┌─ DATA RECORDS

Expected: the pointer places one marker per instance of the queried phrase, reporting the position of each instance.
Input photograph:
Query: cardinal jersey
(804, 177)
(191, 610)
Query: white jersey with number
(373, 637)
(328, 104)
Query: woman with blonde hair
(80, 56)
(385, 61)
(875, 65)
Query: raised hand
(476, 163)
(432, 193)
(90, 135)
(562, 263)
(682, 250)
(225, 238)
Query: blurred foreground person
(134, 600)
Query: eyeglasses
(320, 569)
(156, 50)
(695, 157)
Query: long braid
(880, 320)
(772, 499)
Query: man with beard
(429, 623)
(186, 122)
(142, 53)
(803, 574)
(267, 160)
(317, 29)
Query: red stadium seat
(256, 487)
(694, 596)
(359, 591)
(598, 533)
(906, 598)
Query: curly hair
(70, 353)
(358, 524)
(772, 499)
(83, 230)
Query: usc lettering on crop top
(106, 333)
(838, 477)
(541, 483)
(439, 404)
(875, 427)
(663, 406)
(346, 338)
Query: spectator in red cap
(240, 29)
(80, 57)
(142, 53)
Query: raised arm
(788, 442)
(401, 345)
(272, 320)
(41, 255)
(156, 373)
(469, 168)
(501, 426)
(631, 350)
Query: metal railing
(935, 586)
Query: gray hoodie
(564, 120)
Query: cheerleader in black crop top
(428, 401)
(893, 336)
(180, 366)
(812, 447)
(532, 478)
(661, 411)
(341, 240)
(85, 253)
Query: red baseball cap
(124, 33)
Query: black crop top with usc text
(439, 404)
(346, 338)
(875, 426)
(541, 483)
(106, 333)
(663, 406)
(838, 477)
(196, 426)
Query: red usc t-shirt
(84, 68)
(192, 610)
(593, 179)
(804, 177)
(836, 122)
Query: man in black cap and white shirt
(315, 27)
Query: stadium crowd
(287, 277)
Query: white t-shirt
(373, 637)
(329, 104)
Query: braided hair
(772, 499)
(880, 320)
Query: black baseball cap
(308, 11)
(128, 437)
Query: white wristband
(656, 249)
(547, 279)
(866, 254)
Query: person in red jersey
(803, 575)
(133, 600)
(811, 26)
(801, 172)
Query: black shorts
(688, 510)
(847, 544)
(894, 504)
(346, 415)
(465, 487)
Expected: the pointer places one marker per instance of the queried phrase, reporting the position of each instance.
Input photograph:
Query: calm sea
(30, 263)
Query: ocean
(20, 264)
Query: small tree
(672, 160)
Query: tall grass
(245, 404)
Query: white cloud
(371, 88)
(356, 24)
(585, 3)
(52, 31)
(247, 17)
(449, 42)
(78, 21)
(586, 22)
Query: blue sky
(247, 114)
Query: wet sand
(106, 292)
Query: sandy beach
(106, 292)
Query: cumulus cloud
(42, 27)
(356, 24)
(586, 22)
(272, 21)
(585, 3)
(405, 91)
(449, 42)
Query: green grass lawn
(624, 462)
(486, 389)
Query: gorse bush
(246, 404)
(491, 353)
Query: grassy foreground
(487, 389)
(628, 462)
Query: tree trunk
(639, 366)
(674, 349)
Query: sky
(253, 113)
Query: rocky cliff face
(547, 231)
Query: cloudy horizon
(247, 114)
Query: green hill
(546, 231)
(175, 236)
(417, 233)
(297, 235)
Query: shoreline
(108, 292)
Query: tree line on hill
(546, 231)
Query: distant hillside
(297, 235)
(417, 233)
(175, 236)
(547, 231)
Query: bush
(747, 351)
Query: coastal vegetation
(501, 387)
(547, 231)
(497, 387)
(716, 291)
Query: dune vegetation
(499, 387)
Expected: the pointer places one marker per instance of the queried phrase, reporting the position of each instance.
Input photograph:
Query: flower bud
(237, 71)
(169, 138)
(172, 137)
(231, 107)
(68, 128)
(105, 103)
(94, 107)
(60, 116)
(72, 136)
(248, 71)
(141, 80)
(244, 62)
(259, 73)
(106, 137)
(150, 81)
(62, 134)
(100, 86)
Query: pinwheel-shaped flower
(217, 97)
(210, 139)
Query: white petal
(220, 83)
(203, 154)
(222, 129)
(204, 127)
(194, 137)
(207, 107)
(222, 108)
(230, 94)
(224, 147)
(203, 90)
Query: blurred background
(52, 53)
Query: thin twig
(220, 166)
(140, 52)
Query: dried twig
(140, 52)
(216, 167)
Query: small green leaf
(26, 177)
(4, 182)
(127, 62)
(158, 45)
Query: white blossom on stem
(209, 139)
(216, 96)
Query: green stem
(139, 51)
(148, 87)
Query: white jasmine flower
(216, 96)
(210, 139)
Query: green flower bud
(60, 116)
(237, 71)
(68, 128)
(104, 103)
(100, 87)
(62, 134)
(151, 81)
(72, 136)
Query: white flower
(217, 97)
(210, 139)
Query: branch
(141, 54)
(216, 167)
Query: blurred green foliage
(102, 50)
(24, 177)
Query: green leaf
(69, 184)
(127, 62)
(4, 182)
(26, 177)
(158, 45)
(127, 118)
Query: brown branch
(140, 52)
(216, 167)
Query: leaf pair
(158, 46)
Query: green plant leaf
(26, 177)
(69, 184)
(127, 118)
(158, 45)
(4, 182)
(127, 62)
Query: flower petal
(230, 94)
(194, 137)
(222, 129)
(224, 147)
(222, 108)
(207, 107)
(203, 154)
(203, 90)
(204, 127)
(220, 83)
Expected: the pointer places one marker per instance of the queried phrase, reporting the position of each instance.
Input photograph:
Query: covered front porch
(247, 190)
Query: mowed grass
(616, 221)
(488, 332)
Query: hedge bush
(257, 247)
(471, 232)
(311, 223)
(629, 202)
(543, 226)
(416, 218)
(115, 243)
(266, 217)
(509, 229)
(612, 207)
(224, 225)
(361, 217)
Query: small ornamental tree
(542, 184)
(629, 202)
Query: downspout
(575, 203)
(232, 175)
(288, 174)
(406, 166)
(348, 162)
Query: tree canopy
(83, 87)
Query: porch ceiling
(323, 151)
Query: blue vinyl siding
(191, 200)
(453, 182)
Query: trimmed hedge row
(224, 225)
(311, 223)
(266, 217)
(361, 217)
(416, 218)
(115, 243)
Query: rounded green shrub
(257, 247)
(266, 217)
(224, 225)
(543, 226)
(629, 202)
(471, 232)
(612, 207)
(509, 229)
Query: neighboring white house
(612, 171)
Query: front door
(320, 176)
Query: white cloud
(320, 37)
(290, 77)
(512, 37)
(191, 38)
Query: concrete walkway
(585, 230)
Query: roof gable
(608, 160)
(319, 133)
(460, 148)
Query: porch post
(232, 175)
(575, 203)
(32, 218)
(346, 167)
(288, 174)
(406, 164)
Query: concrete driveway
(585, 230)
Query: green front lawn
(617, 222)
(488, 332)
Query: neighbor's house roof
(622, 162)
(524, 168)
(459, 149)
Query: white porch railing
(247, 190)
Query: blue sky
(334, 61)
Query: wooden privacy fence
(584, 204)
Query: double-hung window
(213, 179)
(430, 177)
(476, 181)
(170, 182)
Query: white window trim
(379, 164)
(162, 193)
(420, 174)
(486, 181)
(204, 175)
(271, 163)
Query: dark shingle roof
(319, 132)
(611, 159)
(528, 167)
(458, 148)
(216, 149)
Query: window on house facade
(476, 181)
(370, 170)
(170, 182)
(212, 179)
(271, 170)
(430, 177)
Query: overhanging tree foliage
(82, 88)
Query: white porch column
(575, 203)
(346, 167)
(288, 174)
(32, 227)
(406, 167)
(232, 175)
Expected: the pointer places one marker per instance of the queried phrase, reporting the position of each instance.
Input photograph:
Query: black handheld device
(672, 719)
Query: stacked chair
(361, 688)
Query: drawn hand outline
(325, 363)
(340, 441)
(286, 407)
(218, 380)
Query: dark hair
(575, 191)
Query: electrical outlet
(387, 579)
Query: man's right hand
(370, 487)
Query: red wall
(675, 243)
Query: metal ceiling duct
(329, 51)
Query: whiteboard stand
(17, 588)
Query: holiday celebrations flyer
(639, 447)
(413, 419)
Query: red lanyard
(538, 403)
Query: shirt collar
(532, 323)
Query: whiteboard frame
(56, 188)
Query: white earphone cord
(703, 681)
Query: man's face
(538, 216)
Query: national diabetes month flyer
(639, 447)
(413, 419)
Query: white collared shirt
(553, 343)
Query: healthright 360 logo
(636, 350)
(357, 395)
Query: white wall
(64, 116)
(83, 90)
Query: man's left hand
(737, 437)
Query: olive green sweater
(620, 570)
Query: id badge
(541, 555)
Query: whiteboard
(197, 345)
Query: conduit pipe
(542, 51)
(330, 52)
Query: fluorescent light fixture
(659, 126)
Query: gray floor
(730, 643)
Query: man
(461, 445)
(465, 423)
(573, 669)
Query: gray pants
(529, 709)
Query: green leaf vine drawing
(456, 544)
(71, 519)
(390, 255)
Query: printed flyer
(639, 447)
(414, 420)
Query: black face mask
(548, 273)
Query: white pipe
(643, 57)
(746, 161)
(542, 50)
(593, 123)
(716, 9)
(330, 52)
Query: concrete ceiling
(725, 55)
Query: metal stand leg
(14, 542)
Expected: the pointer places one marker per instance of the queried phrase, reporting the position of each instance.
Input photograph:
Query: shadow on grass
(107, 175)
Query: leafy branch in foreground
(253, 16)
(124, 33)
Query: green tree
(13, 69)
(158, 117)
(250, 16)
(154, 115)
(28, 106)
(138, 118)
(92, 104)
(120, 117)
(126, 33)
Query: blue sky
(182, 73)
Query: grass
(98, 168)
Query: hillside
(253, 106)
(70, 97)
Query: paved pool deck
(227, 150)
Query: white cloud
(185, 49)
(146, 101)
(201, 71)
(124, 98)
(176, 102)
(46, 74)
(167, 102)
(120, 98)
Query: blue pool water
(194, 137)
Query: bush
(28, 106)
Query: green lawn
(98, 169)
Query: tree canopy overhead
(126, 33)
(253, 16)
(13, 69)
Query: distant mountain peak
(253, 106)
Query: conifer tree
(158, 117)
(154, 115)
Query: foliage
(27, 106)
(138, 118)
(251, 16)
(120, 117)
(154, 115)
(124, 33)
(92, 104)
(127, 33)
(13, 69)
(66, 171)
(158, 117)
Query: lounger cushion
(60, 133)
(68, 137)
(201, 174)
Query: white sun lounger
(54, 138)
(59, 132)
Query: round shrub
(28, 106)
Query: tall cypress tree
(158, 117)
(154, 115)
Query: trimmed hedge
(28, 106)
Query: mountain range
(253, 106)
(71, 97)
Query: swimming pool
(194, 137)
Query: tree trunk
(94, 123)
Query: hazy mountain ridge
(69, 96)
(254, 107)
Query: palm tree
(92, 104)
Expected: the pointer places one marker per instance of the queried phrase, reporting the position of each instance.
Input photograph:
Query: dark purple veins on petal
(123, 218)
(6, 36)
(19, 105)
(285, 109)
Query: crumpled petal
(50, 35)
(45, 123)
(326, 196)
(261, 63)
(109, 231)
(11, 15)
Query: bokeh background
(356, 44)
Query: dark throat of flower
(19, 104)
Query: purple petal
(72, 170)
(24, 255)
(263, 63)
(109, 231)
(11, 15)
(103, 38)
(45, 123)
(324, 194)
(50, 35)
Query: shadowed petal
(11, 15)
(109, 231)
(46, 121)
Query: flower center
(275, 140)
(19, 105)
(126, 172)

└─

• DIRECTIONS FOR THIS TASK
Your answer should consist of the lines from the line with "Query: purple petal" through the last line of the data, set down exactly, both included.

• ANSWER TO THIS PROBLEM
Query: purple petal
(72, 170)
(24, 255)
(263, 63)
(109, 231)
(11, 15)
(103, 38)
(45, 123)
(324, 194)
(50, 35)
Query: shadowed petal
(11, 15)
(109, 231)
(46, 121)
Query: flower center
(275, 140)
(19, 105)
(126, 172)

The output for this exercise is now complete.